OBJECTIVE 1:
Print the part of the passage on Brexit and British film funding that opens with the words containing "The biggest potential" and closes with "the Brexit decision.".
OBJECTIVE 2:
According to the passage on Brexit and British film funding, how much money did MEDIA put into British projects from 2007 to 2013?
OBJECTIVE 3:
Shorten the paragraph of the passage on Brexit and British film funding that begins "Still, there is a concern," keeping its main facts.

EXCERPT PROVIDED:
*-*-*
The biggest potential fallout posed by the referendum result is Britain’s future involvement in the co-funded audio-visual funding platform Creative Europe, formerly known as MEDIA. MEDIA financially supports training, distribution, film exports, co-productions, development and festivals. From 2007-2013, they funded over €100 million in British projects, 45% of which went on film exports. Although Brexit is yet to be determined, Britain’s agreement with MEDIA and partnership will last for another two years. As stated on the Creative Europe website, they are not showing any bias against British projects that can still be currently made. Creative Europe isn't restricted to EU member states, so involvement can still be achieved despite the Brexit decision.

Still, there is a concern about the relationship continuing beyond the next two years despite Create Europe's statement; the future for the UK is very much unknown, and it's impossible to predict how industry relationships might change due to the broader impacts of Brexit. Because of this lack of certainty, industry leaders are thinking ahead about how exports to Europe might fare without their vital funding. Film Export UK Chief Executive Charlie Bloye spoke to Festival Formula about the likely ramifications for British independent filmmakers exporting their films to EU territories, and he offered the following commentary:

“Although the precise deal that will be struck will probably be unique to the UK, it will have some similarities to relationships that already exist between the EU and individual non-EU countries. There are a range of options. At what is characterised as the "soft" end it would involve the same sort of access to the European Economic Area that Norway enjoys, or like Switzerland with membership of the European Free Trade Association. At the other, "hard" end we are looking at WTO rules to be applied either without tweaks or with perhaps with a form of free trade agreement applying to individual industries such as our Screen Sector. None of these options would allow the UK to remain at the table to influence the evolution of the Digital Single Market regulations that already threaten the existing model of independent film licensing territory-by-territory in Europe. Cross-cultural collaboration is at the heart of most independent filmmaking, so even if the ability for UK films to be considered European works or the formal rules for co-productions are unaffected (which seems fairly plausible) there would inevitably be a chilling effect. Most specifically, any change in the freedom of movement of labour would have a very negative effect on independent filmmaking. There is also an intangible impact on the UK as a brand in general.
*-*-*
SUPPLIED DATA:
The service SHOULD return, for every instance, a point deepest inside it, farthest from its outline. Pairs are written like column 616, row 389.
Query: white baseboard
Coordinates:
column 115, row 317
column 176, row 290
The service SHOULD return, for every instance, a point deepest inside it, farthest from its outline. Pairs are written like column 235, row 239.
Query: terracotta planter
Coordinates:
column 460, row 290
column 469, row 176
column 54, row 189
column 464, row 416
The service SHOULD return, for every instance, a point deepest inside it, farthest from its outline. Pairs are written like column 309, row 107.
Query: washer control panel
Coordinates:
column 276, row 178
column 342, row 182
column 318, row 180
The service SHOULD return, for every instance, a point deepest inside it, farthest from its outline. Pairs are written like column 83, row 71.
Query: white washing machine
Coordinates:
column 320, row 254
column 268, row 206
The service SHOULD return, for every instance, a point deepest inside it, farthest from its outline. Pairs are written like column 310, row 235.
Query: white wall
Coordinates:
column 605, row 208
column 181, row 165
*-*-*
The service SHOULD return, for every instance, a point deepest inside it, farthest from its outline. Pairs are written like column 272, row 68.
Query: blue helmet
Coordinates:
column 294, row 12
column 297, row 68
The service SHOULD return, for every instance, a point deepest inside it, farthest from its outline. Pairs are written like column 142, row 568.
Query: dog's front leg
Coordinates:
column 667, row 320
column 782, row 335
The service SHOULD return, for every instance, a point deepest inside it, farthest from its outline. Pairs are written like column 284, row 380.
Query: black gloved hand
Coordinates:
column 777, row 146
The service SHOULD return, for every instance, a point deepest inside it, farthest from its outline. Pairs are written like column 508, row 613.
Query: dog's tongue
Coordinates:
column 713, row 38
*-*-*
WORKED SOLUTION 1:
The biggest potential fallout posed by the referendum result is Britain’s future involvement in the co-funded audio-visual funding platform Creative Europe, formerly known as MEDIA. MEDIA financially supports training, distribution, film exports, co-productions, development and festivals. From 2007-2013, they funded over €100 million in British projects, 45% of which went on film exports. Although Brexit is yet to be determined, Britain’s agreement with MEDIA and partnership will last for another two years. As stated on the Creative Europe website, they are not showing any bias against British projects that can still be currently made. Creative Europe isn't restricted to EU member states, so involvement can still be achieved despite the Brexit decision.

WORKED SOLUTION 2:
Over €100 million.

WORKED SOLUTION 3:
Despite that statement, there is concern about whether the relationship will continue past the next two years. The UK's future is unknown, and the broader effects of Brexit on industry relationships can't be predicted. Because of this uncertainty, industry leaders are considering how exports to Europe might fare without this vital funding. Film Export UK Chief Executive Charlie Bloye spoke to Festival Formula about the likely consequences for British independent filmmakers exporting to EU territories.